INSTRUCTIONS FOR THE TASK - Copy out each of the following rows word for word.

=-=-=-=-=

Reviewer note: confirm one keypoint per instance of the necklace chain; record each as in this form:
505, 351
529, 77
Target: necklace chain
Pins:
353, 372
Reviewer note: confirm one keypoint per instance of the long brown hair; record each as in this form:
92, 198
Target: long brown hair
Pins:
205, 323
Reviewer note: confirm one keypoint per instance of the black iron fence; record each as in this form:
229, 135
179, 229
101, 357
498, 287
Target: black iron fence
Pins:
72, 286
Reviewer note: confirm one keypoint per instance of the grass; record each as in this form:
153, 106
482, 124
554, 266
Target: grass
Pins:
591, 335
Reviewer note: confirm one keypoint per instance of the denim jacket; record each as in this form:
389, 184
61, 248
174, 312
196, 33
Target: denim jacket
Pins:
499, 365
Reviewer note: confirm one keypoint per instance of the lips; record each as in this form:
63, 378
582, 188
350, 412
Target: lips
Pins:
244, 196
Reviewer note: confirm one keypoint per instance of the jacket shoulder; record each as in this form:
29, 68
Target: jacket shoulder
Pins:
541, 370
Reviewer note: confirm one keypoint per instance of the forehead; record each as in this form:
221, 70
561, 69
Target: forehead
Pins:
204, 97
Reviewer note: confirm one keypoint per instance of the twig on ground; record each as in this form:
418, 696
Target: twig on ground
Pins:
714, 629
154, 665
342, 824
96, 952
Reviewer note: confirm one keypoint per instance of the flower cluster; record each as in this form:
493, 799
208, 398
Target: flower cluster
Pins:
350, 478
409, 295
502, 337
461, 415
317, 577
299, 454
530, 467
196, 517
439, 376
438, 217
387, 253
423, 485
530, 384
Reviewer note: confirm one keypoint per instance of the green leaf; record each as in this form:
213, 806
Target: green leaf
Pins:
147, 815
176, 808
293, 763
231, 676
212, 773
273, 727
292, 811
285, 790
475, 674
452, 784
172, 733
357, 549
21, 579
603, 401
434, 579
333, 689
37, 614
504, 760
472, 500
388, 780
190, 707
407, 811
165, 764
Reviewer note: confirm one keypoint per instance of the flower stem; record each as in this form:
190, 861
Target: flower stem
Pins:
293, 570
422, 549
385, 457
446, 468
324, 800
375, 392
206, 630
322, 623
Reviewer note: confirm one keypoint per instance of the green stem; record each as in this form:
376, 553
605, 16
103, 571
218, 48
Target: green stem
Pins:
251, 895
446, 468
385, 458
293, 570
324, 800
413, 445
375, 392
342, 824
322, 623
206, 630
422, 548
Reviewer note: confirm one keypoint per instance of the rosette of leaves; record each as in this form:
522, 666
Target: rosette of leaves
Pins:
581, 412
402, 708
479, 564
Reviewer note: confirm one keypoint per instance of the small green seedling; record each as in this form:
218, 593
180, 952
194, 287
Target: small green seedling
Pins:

=-=-=-=-=

ANSWER TO THE PROBLEM -
Reviewer note: confirm one keypoint per instance of the necklace chain; record each as in this form:
505, 351
529, 77
Target: necklace chain
Pins:
353, 372
Reviewer note: confirm one keypoint per instance of the long brown hair; record each as in this form:
92, 198
Target: long brown hair
Pins:
205, 323
Reviewer note: confirm one keypoint per instance of the black iron fence; record each as in this form:
229, 135
179, 229
101, 357
498, 287
Target: black iron fence
Pins:
72, 286
Reviewer note: confirm one keypoint per instance of the grass; record each as in this form:
153, 106
482, 124
554, 266
Target: grass
Pins:
591, 335
Reviewer note: confirm one keypoint per instance of the denim jacket; record each as in this form:
389, 184
61, 248
174, 312
196, 33
Target: denim jacket
Pins:
499, 365
Reviewer note: confirm one keypoint per instance of the lips; record each as in this form:
63, 378
582, 188
350, 412
Target: lips
Pins:
244, 196
Reviewer note: confirm one keypoint per instance of the jacket shoulder; record each as in this form:
29, 68
Target: jacket shoulder
Pins:
541, 370
Reviewer note: confirm one keypoint per instance of the forehead; record each as in this form:
221, 70
561, 69
Target: forehead
Pins:
204, 97
Reviewer note: confirm one keypoint per instance of the twig on ground; record each as in this form:
418, 696
Target: twig on ground
Pins:
714, 629
154, 665
342, 824
96, 952
Reviewer note: confirm one keypoint per instance of the flower cluster; record each as in this form:
493, 799
208, 398
Target: flower cluster
Pins:
350, 478
409, 295
502, 337
461, 415
317, 577
299, 454
530, 467
196, 517
439, 376
438, 217
387, 253
423, 485
530, 384
Reviewer note: confirm one keypoint per instance of the green leaf; record each as in this form:
213, 806
Target: green leaf
Pins:
147, 815
176, 808
293, 763
231, 676
212, 773
273, 727
292, 811
285, 790
475, 674
452, 784
172, 733
357, 549
21, 579
603, 401
434, 579
333, 689
37, 614
504, 760
472, 500
388, 780
190, 707
407, 811
165, 764
Reviewer note: confirm one keypoint per instance of the flower stem; record each as in this form:
190, 861
Target: flower stem
Pins:
293, 570
422, 549
385, 457
446, 468
324, 800
375, 392
206, 630
322, 623
Reviewer note: confirm one keypoint per instance of the green stem; record each as in this form:
376, 553
605, 16
103, 571
218, 48
Target: green stem
Pins:
251, 895
446, 468
385, 458
293, 570
324, 800
413, 445
375, 392
342, 824
322, 623
206, 630
422, 548
Reviewer note: confirm one keypoint per instance of the rosette of leaves; record each as in this form:
522, 666
Target: rosette of leaves
Pins:
581, 412
402, 708
479, 564
Reviewer note: confirm one keypoint per instance of the small green seedling; record each as in this form:
218, 593
180, 952
194, 287
Target: small green seedling
Pins:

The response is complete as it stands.